- _Task material_
::::

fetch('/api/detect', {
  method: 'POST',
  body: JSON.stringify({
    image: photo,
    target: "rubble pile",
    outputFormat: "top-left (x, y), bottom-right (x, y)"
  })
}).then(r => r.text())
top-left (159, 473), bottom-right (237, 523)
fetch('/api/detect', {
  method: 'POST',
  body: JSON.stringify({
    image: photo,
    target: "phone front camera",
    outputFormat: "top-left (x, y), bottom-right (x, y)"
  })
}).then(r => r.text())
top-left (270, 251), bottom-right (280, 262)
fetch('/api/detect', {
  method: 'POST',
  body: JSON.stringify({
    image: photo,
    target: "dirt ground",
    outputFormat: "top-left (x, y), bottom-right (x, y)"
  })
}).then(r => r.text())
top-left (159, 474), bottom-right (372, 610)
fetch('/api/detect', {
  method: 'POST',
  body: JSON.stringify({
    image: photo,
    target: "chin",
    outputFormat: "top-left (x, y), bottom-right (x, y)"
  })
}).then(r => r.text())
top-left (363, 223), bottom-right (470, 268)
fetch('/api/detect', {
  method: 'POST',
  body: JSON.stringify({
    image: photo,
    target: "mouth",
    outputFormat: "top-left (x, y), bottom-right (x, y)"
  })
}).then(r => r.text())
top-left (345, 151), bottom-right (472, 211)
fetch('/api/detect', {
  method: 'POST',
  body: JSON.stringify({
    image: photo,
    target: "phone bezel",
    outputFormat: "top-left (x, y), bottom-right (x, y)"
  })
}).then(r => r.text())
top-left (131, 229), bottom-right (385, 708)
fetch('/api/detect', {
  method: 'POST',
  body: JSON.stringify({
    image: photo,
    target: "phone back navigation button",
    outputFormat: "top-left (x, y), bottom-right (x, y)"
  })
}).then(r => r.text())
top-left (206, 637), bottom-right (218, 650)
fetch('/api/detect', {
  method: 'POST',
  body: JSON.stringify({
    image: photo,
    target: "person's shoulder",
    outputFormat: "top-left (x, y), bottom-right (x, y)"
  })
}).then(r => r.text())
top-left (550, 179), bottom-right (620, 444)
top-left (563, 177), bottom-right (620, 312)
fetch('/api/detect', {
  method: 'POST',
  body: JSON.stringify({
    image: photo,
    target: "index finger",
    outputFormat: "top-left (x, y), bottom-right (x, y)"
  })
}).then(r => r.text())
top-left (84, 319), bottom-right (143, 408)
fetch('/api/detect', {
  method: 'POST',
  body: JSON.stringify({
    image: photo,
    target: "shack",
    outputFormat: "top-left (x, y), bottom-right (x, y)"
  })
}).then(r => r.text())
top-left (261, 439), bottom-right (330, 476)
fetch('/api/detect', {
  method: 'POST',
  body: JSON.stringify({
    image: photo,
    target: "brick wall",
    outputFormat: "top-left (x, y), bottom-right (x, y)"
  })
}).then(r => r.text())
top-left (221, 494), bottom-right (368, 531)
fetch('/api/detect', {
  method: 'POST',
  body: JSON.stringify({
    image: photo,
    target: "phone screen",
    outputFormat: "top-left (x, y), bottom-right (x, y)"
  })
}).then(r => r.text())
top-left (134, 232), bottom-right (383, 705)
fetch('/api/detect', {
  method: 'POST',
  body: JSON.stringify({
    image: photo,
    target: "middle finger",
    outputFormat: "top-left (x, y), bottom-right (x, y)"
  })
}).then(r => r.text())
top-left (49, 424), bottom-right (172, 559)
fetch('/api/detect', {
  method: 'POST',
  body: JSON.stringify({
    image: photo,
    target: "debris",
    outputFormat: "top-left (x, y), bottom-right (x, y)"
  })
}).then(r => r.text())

::::

- _Problem requirements_
Count the lines above that contain the word "finger". Give only the number.

- _Answer box_
2